**Given passage:**
CNN clarifies Iraq comments
By Mark Jurkowitz, Globe Staff | February 8, 2005

Two weeks ago at the World Economic Forum in Switzerland, CNN's chief news executive, Eason Jordan, raised eyebrows when he suggested that some of the 63 journalists who have been killed in Iraq had been targeted by US troops. Although Jordan quickly tempered the remarks, a controversy has been building over them on the web. CNN has responded, issuing a statement clarifying Jordan's comments. Jordan made his remarks at a panel discussion on Jan. 27 in Davos about the media and democracy. Several sources, including the author of a weblog written at the event, said Jordan quickly amended his comments. Since then, the web has been abuzz with commentary about Jordan's statement and his intentions. CNN's statement says Jordan ''was not clear enough in explaining his assertion."

**Requirements:** Pick up the article about CNN clarifying Eason Jordan's Iraq comments and continue it from its last sentence. The lines that follow come from a separate source.

**Dataset extract:**
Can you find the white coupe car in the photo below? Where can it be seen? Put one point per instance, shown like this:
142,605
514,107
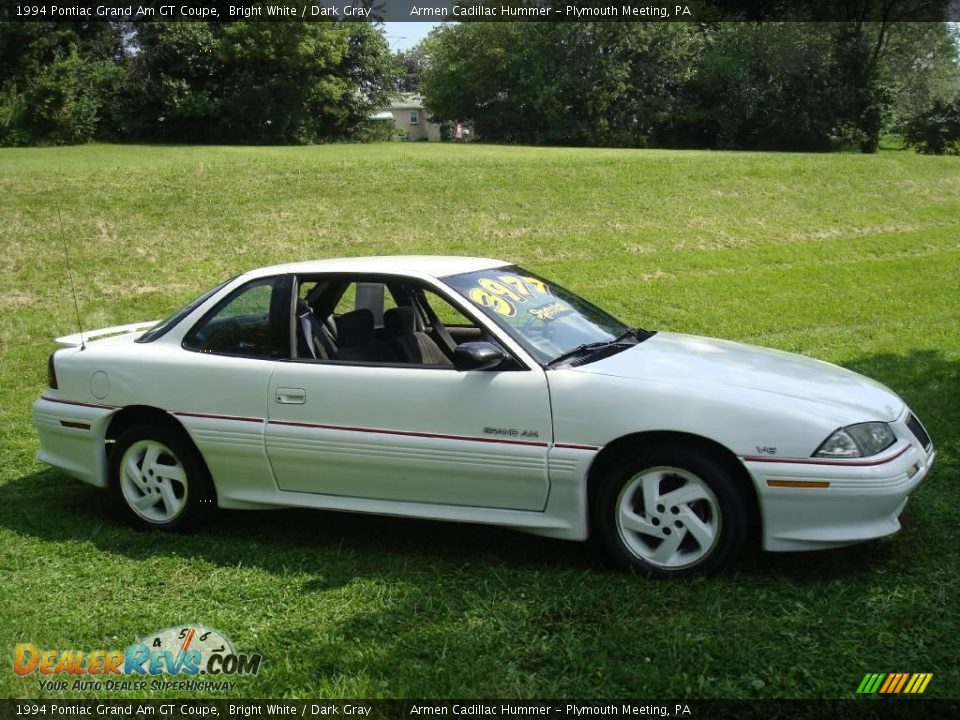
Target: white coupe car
473,390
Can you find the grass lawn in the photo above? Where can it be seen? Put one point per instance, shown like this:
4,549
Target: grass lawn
853,259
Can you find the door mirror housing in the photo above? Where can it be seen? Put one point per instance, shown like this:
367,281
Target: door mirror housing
477,356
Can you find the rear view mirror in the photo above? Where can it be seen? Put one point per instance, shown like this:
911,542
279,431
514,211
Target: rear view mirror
477,356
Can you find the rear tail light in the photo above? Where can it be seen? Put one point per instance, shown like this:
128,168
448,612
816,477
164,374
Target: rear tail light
51,373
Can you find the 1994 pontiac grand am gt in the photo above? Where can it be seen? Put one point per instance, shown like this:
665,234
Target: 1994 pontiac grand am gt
472,390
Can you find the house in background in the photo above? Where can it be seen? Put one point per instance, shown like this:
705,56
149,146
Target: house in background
409,115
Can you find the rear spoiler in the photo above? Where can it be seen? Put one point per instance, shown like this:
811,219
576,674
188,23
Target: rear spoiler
78,339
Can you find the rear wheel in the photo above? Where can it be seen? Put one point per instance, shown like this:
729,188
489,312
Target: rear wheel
158,480
671,513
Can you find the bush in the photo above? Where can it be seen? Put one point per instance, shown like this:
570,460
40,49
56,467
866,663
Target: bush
936,130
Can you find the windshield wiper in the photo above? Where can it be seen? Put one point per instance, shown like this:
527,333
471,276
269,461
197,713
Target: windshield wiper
589,347
586,347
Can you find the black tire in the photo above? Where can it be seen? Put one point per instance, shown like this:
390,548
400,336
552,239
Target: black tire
722,509
179,506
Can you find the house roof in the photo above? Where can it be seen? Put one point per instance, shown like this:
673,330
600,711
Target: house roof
407,101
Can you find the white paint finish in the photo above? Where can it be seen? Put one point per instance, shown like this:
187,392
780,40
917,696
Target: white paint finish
431,446
738,396
78,452
730,368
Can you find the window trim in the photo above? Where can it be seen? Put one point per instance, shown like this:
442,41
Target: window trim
286,286
490,329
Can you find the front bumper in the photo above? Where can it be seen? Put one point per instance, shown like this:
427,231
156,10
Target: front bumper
811,505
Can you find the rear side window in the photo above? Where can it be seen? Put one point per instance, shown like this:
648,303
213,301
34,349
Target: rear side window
164,326
252,322
373,296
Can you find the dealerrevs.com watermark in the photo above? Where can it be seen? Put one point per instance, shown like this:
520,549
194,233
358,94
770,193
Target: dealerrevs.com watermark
198,658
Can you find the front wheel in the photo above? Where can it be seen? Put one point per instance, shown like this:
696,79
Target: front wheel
158,480
671,513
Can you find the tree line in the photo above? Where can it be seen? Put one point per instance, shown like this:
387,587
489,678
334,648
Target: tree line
783,86
239,82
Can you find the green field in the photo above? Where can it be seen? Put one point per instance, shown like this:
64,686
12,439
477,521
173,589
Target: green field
850,258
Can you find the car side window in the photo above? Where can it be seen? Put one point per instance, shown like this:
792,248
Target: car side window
373,296
244,323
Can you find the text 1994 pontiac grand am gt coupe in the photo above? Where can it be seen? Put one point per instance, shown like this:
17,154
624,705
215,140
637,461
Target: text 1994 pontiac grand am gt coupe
472,390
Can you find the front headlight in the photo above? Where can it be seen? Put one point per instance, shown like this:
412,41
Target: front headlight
861,440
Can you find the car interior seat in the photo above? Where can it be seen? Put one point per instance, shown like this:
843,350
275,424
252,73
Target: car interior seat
412,346
357,341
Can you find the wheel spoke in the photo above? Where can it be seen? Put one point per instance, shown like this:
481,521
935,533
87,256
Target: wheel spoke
170,501
169,472
133,472
701,532
651,491
631,521
668,548
150,458
146,501
683,495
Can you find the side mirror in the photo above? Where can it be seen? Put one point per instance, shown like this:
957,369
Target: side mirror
477,356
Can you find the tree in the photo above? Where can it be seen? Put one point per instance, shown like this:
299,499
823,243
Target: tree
58,81
260,82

**Response for this exercise:**
''While the majority of the 63 journalists killed in Iraq have been killed by insurgents, the Pentagon has acknowledged that the US military on occasion has killed people who turned out to be journalists," the CNN statement said. ''Mr. Jordan emphatically does not believe that the US military intended to kill journalists and believes these accidents to be cases of 'mistaken identity.' " A CNN spokeswoman, Christa Robinson, added that ''Eason clarified his position during the panel." Still, a statement released yesterday by a spokesman for Senator Christopher Dodd, Democrat of Connecticut, said the senator, who was in the audience for the discussion, was ''outraged by the comments."

Representative Barney Frank, who was on the panel, told The Boston Globe yesterday that attendees ''perked up" after Jordan made remarks that ''sounded like accusing the military of deliberate targeting." Frank said Jordan then backed off a bit, saying he wasn't indicating that such targeting represented US military policy. The discussion moderator, David Gergen, director of the Center for Public Leadership at Harvard's John F. Kennedy School of Government, said yesterday that Jordan seemed ''deeply concerned about the dangers to his own team" in Iraq.

The Committee to Protect Journalists, a nonprofit organization based in New York, says nine journalists and at least two media support workers have been killed by fire from US forces in Iraq, according to the organization's Middle East program coordinator, Joel Campagna. Campagna said that the group has not concluded that any deaths resulted from deliberate targeting of journalists but that some cases raised issues of ''fire discipline and indiscriminate fire."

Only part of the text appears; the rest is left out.